In the forum thread below, find the lines that follow "Here's what I see in that test case:" and list each array named there with the shape given for it.

>> Start TEXT PROVIDED

Think about writing a test case for the forward_propagation function: if you used zero values for the bias values, then the test case would not be able to detect the bug of leaving out the bias values, right? So that wouldn’t be a very good test case. :nerd_face:

I’m having a similar problem with this exercise too…when I calculate Z2 dot product of W2 and A1, it doesn’t work because they’re incompatible shapes:

W2 shape is (4, 2)
A1 shape is (4, 3)

which throws this error…

I tried using W2.T which gets rid of the error, but the tests still fail. Any suggestions?

There are two tests for the forward_propagation function. The first one is returned by forward_propagation_test_case. You can find that function by clicking “File → Open” and examining the appropriate file. Check the “import” cell early in the notebook to see the file names.

Here’s what I see in that test case:

X is 2 x 3
W1 is 4 x 2, b1 is 4 x 1
W2 is 1 x 4, b2 is 1 x 1

So with those dimensions, the layer one linear activation is:

Z1 = W1 \cdot X + b1

So that will be 4 x 2 dot 2 x 3 which gives 4 x 3 as the shape of Z1. Then A1 is the same shape, right?

Then for the second layer we have:

Z2 = W2 \cdot A1 + b2

There the dot product should be 1 x 4 dot 4 x 3 which gives 1 x 3 as the shape for Z2 and A2, right?

So it looks like your code goes off the rails by using W1 instead of W2 in the second layer formula.

If that’s not it, then you need to examine things more carefully based on the “dimensional analysis” I gave above.

Update: I checked the other test case, which is in the function forward_propagation_test and it actually has the same dimensions as shown above. My personal opinion is that it’s a bad idea to have two tests with the same shapes, because it limits the ability to catch hard-coding errors, but they didn’t ask my opinion.

Oh man, that was it…I was retrieving W2 = parameters[“W1”] instead of “W2” … can’t believe how pesky a little oversight like that can be. Yes, W2 is definitely 1X3 as the output of the parameters clearly shows.

>> End TEXT PROVIDED
>> Start EXTRACTED RECORDS

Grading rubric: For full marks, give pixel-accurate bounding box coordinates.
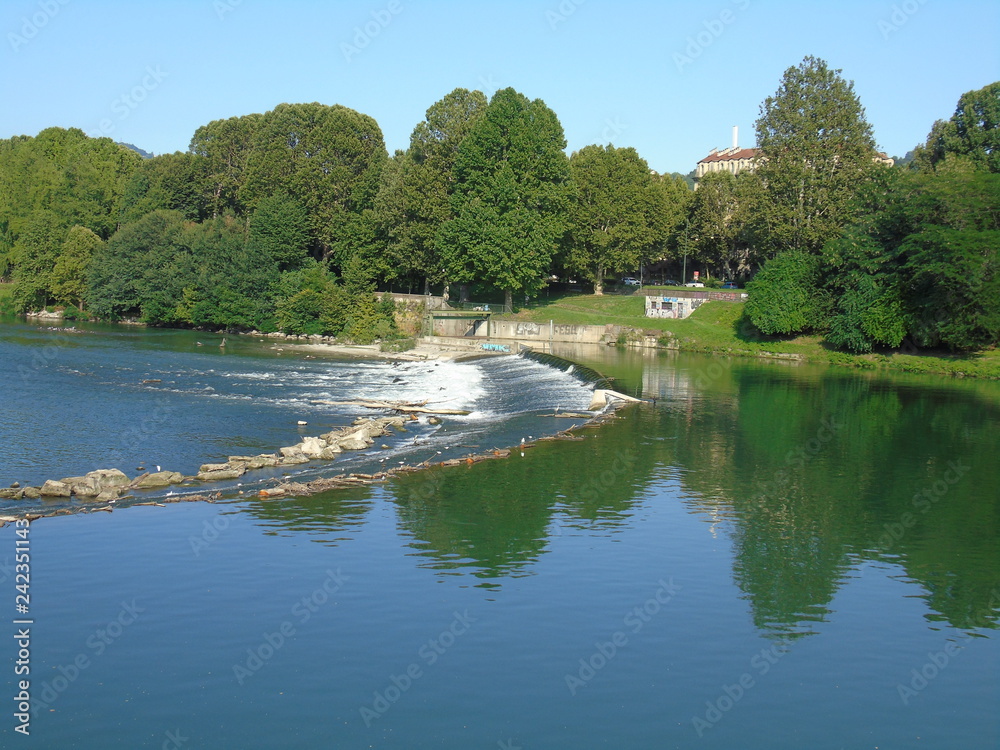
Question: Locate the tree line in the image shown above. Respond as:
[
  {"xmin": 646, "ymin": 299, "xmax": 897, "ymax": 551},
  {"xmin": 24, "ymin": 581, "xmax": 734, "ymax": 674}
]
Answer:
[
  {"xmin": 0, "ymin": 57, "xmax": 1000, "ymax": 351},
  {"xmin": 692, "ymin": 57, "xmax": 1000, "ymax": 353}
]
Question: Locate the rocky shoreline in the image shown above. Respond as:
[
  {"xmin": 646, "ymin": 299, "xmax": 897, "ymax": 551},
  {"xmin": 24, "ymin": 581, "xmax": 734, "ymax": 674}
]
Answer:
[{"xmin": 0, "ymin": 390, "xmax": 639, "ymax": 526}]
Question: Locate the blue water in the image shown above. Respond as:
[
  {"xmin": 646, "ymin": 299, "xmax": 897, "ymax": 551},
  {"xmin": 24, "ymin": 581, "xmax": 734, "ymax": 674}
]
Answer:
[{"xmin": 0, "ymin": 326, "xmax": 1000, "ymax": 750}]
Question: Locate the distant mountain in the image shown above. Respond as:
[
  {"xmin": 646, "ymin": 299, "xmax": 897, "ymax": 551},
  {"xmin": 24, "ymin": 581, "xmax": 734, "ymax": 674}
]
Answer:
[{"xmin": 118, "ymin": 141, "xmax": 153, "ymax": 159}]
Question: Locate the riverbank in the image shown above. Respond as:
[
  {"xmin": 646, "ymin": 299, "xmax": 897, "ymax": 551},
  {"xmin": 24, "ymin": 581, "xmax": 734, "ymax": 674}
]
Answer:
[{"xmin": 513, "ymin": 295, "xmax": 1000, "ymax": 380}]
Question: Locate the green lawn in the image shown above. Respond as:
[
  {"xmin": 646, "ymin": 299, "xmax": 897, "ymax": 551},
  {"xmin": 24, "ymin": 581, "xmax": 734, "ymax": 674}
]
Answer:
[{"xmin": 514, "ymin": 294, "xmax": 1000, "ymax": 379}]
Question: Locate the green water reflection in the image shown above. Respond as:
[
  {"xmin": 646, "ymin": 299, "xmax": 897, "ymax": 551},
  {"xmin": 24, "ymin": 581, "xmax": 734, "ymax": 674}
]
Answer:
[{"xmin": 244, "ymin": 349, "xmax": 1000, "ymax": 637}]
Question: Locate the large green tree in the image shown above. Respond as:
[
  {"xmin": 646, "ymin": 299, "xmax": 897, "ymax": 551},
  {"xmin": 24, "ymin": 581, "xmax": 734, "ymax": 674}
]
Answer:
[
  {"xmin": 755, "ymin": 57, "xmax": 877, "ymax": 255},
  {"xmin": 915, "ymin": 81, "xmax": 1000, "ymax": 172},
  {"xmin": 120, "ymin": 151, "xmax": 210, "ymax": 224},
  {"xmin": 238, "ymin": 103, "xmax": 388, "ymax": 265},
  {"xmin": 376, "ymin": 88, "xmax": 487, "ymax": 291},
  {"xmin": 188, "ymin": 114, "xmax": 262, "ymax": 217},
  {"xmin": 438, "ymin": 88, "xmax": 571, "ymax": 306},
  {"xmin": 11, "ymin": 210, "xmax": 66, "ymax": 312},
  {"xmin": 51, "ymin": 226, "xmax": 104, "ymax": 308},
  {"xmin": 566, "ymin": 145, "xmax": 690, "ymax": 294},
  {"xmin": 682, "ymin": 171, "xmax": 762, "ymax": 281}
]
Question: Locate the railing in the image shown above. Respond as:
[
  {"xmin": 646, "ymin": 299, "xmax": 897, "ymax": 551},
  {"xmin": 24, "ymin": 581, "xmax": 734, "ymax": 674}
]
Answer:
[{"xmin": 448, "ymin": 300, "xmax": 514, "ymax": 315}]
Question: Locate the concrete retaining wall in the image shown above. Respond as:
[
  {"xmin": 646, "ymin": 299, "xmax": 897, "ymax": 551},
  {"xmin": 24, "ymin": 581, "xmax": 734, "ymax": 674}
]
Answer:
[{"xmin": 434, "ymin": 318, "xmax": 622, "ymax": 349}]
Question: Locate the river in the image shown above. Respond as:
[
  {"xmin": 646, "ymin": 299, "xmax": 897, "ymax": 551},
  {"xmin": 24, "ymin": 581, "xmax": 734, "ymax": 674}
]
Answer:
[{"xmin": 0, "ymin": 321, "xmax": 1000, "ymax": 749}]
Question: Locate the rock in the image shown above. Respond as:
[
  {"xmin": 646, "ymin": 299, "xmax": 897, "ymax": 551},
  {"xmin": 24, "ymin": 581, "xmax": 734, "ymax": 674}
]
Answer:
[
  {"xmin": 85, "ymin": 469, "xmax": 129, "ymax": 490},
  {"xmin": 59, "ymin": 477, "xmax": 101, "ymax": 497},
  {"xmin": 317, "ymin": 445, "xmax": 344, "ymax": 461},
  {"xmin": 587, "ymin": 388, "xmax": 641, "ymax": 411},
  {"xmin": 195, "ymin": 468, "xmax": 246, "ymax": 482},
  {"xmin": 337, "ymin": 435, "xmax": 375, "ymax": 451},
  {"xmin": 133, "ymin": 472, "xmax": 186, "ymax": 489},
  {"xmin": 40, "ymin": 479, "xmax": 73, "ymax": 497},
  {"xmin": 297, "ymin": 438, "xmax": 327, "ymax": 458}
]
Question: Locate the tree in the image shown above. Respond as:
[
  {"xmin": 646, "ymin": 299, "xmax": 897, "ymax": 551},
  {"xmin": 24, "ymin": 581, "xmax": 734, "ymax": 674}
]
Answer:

>> End EXTRACTED RECORDS

FINAL RESULT:
- X: 2 x 3
- W1: 4 x 2
- b1: 4 x 1
- W2: 1 x 4
- b2: 1 x 1